▸ **PROBLEM STATEMENT**: Retype the rows word for word, beginning with the line that contains "target: yellow sticker label" and continuing through the final line of the rows.

(Dataset rows)
----

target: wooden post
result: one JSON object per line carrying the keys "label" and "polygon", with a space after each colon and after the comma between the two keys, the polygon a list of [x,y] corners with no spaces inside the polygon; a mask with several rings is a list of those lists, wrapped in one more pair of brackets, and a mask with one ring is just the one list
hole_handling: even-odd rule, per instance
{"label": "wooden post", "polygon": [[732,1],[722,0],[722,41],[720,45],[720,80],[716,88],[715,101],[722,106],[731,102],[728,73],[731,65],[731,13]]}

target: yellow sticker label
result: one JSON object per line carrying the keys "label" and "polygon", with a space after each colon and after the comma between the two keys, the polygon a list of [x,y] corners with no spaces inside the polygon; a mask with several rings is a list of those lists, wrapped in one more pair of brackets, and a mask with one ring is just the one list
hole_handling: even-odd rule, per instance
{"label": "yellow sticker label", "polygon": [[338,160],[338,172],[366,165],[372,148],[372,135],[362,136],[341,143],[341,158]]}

----

▸ **RESULT**:
target: yellow sticker label
result: one JSON object per line carrying the keys "label" and "polygon", with a space after each colon and after the comma between the two keys, the polygon a list of [x,y] corners with no spaces inside the polygon; a mask with several rings is a list of those lists, wrapped in one more pair of brackets, and a mask with one ring is just the one list
hole_handling: even-odd rule, per instance
{"label": "yellow sticker label", "polygon": [[338,160],[338,172],[366,165],[372,148],[372,135],[362,136],[341,143],[341,158]]}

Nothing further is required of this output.